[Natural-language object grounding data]

= Beginning of Section =

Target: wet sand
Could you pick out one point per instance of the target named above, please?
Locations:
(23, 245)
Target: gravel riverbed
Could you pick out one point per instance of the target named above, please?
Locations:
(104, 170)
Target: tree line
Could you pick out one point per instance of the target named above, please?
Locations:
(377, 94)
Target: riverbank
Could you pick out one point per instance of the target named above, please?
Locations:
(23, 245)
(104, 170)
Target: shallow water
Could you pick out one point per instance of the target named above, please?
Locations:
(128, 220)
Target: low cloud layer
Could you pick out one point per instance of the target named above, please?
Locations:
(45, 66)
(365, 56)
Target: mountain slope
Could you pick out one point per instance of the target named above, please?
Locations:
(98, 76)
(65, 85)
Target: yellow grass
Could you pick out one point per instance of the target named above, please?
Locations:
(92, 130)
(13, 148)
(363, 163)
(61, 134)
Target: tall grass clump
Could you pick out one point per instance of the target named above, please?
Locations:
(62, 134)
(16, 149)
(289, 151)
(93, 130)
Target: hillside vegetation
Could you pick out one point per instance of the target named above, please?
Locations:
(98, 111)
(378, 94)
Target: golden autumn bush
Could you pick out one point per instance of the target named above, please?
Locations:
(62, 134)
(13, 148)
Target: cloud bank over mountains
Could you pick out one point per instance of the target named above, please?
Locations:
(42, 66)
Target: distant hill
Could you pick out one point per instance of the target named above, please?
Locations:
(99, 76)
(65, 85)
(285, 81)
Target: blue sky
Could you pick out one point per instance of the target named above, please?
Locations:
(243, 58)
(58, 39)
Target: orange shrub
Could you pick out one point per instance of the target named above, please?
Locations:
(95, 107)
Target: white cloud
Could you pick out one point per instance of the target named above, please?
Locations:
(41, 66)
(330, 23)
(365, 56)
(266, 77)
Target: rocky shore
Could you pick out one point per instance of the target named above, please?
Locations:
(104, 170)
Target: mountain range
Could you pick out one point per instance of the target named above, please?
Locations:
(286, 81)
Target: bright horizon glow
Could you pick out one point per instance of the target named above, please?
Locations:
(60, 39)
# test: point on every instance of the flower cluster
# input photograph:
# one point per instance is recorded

= End of Section =

> _Aim of the task_:
From the records above, report the count of lines containing "grass" and nothing more.

> _Answer for the task_:
2